- [Assignment] Among the entries, find the lines with the string "toyota" and copy them.

Collected data
☆ ☆ ☆ ☆ ☆

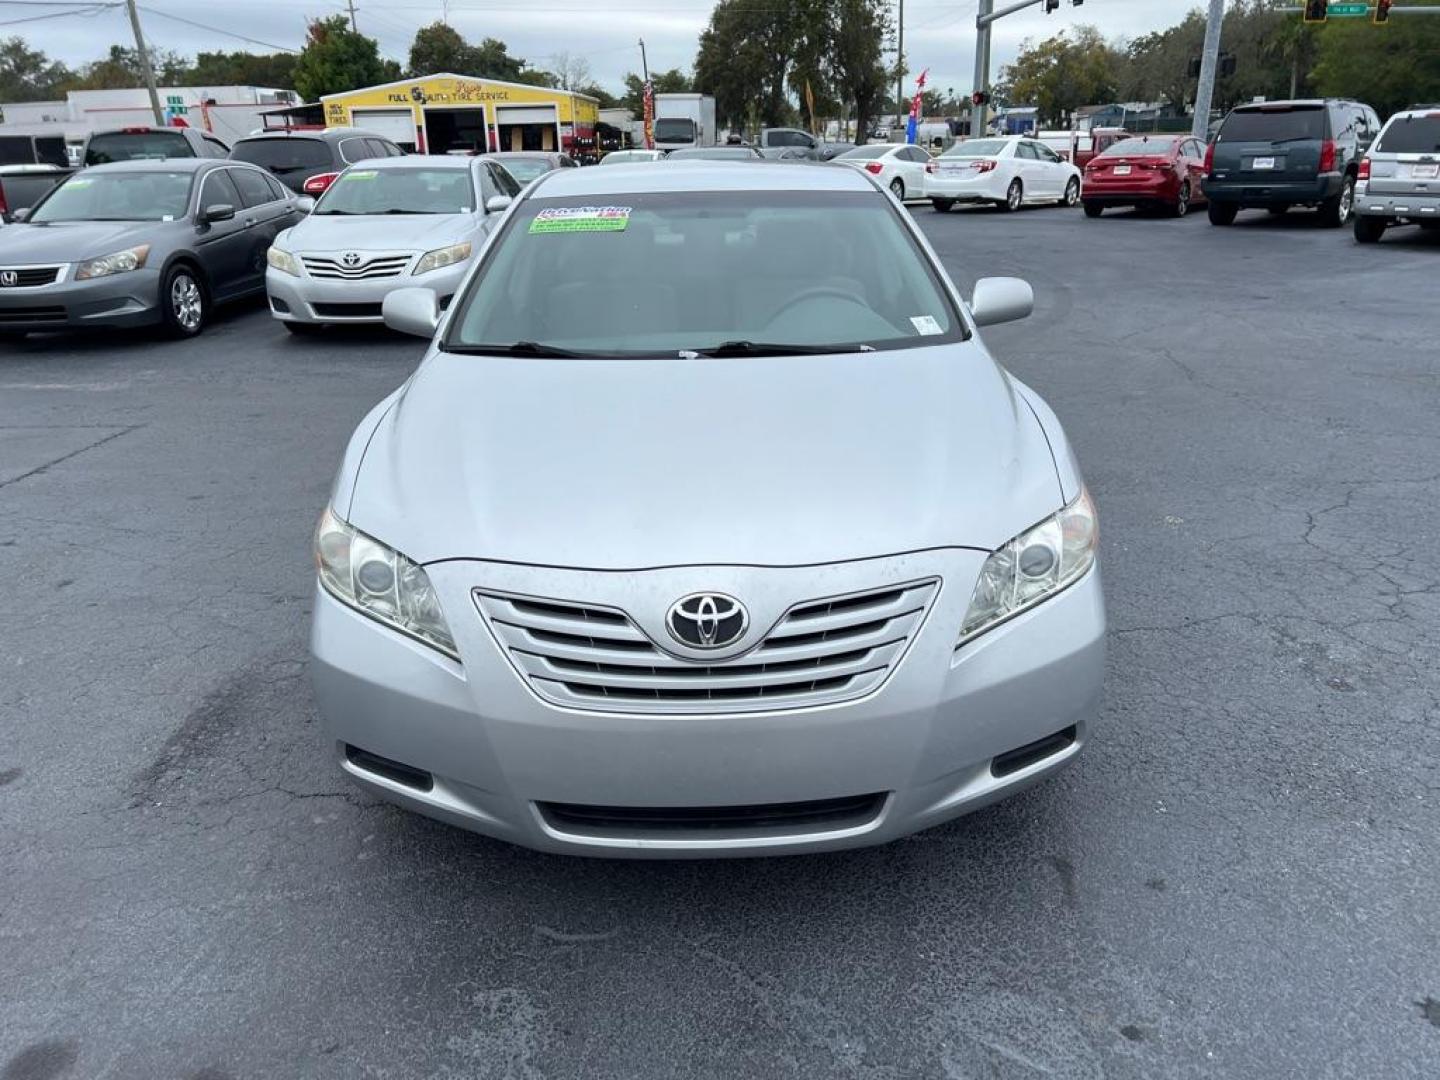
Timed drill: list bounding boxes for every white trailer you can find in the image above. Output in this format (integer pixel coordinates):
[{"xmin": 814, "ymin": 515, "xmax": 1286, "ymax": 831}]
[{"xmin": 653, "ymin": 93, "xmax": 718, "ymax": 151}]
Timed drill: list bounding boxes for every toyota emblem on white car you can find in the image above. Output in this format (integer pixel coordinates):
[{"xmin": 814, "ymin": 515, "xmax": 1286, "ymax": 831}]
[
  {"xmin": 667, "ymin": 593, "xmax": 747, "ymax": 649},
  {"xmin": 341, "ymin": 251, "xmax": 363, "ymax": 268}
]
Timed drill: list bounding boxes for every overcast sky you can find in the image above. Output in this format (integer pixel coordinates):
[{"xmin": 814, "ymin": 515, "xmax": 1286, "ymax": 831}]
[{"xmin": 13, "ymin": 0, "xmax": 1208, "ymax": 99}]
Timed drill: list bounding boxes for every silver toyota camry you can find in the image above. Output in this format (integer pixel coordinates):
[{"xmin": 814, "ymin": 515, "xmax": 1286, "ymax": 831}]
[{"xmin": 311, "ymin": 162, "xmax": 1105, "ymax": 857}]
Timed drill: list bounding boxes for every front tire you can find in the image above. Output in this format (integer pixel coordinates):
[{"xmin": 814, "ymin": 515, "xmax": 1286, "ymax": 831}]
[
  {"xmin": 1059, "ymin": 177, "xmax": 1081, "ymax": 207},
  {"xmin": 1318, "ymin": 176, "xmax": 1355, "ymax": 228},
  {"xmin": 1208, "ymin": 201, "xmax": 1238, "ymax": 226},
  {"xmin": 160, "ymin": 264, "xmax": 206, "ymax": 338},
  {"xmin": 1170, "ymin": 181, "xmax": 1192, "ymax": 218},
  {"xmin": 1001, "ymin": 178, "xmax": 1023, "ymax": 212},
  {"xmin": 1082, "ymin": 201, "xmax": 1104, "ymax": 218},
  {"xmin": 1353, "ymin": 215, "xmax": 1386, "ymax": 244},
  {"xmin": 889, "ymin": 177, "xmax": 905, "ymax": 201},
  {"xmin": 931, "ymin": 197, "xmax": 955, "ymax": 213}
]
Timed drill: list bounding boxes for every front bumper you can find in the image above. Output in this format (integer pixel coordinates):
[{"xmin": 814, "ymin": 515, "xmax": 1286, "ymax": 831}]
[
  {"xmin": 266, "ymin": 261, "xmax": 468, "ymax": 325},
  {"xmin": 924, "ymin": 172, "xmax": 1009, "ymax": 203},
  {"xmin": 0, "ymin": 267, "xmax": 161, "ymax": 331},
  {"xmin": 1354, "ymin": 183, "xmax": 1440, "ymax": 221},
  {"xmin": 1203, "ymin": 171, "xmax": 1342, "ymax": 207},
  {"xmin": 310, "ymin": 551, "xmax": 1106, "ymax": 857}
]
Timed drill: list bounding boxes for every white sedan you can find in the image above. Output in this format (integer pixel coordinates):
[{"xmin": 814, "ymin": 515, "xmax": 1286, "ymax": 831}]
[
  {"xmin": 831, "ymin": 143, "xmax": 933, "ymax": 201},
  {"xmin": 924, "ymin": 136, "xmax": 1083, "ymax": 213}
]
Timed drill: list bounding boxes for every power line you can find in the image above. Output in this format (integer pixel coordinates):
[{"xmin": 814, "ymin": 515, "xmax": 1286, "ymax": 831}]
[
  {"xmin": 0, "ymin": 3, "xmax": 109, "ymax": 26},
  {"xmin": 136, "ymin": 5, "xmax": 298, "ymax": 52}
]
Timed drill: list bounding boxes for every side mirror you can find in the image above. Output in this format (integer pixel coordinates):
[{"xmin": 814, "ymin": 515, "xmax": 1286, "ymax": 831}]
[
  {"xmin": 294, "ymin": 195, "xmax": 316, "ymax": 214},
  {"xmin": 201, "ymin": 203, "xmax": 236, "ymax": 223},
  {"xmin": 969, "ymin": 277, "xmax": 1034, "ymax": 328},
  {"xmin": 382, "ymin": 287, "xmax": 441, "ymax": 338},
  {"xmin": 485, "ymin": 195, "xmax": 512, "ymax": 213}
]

☆ ☆ ☆ ☆ ☆

- [Written response]
Timed drill: list bounding boxes for every toyota emblem on white car you can find in the image above. Output in this format (integer pixel coordinates):
Timed drill: list bounding boxes for every silver toyota camry you can find in the image above. Output in this format (integer pixel coordinates):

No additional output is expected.